STATED GOAL → Copy the stretch from "Leave it to" through "equally compelling dramas." from the review of Greta Gerwig's Little Women below, word for word.

SELECTED EXTRACT →
══════
One may be forgiven for thinking, “Surely we don’t need another Little Women movie”, after Gillian Armstrong’s 1994 version, which starred an Oscar-nominated Winona Ryder. It may be the book every girl of a certain age read in her childhood, but it’s also pretty old-fashioned – a pleasant slice of history, but hardly relevant to today’s young women.

Leave it to Greta Gerwig to deliver an outstanding update for a 21st-century audience, which is enormous fun, tenderly moving and unconditionally recommendable.

Utterly faithful to Louisa May Alcott’s book and the time period in which it was originally set, Gerwig’s Little Women somehow manages to bring a fresh new rendering of the prescient feminist tale. It is a tribute to the writer-director (Oscar-nominated for last year’s Lady Bird) that, with brilliant casting and an irrepressible joie de vivre, she is set to introduce a new generation of cellphone-glued, over-anxious and media-obsessed youth to the four March daughters and their equally compelling dramas.
══════
DATA SECTION →

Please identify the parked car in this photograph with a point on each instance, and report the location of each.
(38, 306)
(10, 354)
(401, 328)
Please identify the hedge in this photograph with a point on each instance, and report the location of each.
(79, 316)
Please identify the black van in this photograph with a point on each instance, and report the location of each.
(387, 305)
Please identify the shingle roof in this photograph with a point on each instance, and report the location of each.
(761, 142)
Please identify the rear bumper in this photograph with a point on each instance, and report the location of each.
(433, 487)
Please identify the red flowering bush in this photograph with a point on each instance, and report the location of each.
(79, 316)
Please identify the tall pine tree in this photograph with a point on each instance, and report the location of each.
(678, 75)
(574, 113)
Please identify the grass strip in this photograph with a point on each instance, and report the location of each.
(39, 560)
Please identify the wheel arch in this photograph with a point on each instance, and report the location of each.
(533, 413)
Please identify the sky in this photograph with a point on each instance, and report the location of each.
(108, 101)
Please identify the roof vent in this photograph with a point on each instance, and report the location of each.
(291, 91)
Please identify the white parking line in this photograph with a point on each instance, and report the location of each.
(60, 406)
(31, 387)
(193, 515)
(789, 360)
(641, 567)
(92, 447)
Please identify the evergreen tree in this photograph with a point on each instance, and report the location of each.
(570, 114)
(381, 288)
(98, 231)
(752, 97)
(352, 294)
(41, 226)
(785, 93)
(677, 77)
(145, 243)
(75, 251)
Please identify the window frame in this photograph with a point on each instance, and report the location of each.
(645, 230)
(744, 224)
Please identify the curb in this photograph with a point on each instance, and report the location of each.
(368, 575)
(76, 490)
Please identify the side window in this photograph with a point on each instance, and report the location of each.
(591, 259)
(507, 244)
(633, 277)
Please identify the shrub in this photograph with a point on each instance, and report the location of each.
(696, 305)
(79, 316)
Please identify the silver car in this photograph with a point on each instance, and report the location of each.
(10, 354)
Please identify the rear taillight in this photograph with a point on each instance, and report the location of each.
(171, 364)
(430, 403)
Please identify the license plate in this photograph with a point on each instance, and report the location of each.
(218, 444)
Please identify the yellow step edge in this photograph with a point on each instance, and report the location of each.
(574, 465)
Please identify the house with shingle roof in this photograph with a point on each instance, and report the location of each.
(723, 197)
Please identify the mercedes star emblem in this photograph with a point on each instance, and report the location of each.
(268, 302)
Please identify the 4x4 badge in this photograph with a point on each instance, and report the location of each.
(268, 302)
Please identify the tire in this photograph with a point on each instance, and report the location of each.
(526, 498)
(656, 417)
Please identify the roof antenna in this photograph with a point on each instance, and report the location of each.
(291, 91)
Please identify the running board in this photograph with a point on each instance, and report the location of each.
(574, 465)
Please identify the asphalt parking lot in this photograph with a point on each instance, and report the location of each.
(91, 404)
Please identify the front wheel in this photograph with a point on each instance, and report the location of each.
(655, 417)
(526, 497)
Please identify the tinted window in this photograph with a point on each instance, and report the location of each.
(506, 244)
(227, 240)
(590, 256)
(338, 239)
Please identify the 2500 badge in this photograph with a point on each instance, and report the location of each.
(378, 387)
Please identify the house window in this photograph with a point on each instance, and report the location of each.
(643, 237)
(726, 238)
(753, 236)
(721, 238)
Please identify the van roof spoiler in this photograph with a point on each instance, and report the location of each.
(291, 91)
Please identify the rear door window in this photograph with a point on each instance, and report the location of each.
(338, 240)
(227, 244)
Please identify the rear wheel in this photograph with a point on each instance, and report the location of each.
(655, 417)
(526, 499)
══════
EXERCISE ANSWER →
Leave it to Greta Gerwig to deliver an outstanding update for a 21st-century audience, which is enormous fun, tenderly moving and unconditionally recommendable.

Utterly faithful to Louisa May Alcott’s book and the time period in which it was originally set, Gerwig’s Little Women somehow manages to bring a fresh new rendering of the prescient feminist tale. It is a tribute to the writer-director (Oscar-nominated for last year’s Lady Bird) that, with brilliant casting and an irrepressible joie de vivre, she is set to introduce a new generation of cellphone-glued, over-anxious and media-obsessed youth to the four March daughters and their equally compelling dramas.